▸ Instructions to follow:
Count the lines in the rows below that contain the string "blue", and reply with only that number.

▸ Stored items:
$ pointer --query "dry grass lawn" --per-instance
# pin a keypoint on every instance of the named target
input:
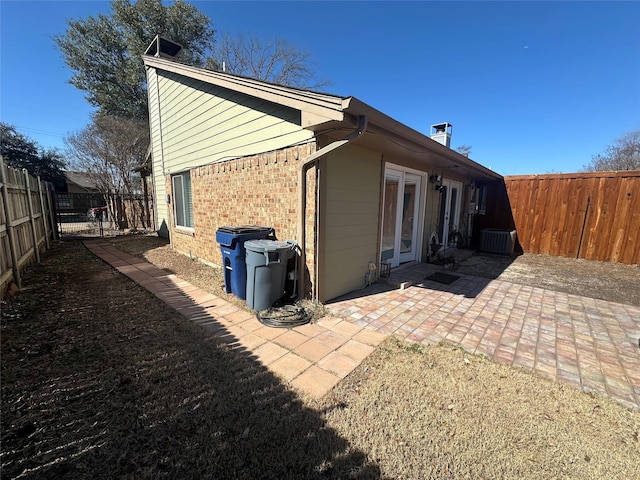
(99, 380)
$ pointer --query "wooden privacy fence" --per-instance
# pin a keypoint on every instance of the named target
(595, 216)
(27, 222)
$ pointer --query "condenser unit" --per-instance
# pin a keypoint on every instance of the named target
(497, 241)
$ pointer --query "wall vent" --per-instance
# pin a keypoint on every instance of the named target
(497, 241)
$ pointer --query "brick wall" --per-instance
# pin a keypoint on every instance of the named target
(256, 190)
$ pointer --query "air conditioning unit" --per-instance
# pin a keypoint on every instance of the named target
(493, 240)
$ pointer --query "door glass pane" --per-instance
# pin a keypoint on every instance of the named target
(408, 210)
(389, 217)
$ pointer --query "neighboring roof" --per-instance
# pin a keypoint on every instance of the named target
(82, 179)
(332, 114)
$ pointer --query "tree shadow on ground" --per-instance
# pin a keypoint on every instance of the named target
(100, 379)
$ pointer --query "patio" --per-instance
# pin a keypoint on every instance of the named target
(591, 344)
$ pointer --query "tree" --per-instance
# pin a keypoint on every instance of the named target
(109, 149)
(272, 60)
(105, 52)
(624, 154)
(18, 151)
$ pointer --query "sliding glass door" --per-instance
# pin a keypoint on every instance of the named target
(400, 216)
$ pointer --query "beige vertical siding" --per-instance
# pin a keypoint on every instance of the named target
(194, 123)
(350, 207)
(161, 212)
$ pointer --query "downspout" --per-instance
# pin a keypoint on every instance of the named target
(307, 163)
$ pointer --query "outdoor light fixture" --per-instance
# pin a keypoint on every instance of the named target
(437, 180)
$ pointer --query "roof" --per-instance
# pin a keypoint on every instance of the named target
(332, 115)
(82, 179)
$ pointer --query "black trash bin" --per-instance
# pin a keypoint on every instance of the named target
(266, 271)
(232, 240)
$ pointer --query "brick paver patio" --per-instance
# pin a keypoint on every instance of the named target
(592, 344)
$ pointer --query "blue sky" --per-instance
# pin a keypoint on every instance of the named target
(533, 87)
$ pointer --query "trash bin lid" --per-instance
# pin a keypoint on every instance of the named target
(266, 245)
(244, 229)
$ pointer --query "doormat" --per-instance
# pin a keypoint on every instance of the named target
(442, 278)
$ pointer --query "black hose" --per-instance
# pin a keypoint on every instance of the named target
(285, 317)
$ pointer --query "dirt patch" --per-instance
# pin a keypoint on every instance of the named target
(99, 376)
(100, 379)
(441, 413)
(614, 282)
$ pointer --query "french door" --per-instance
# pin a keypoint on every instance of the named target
(449, 212)
(400, 218)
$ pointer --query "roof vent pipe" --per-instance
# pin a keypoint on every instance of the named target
(163, 48)
(441, 133)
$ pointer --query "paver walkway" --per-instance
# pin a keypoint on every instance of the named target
(592, 344)
(313, 358)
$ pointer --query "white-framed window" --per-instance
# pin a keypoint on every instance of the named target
(182, 204)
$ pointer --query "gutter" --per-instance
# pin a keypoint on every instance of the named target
(307, 163)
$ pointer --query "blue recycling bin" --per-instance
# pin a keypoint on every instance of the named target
(231, 240)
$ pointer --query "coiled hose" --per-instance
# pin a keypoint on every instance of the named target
(284, 317)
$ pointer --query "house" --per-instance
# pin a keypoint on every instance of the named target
(351, 185)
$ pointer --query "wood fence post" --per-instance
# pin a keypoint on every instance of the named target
(45, 222)
(32, 220)
(10, 233)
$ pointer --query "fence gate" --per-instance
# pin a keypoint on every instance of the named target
(82, 215)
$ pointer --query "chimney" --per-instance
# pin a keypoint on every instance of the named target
(161, 47)
(441, 133)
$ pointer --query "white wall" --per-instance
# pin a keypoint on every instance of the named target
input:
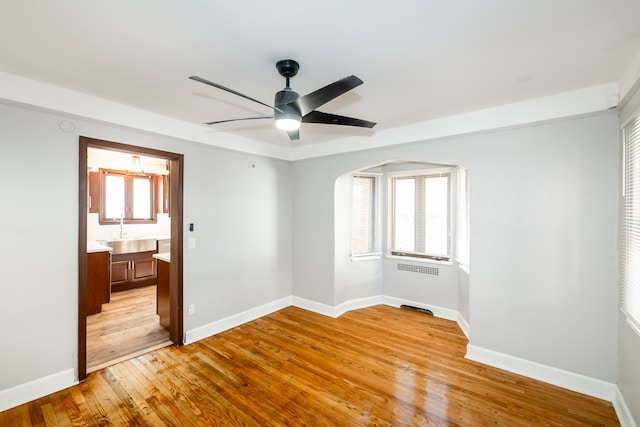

▸ Complete answer:
2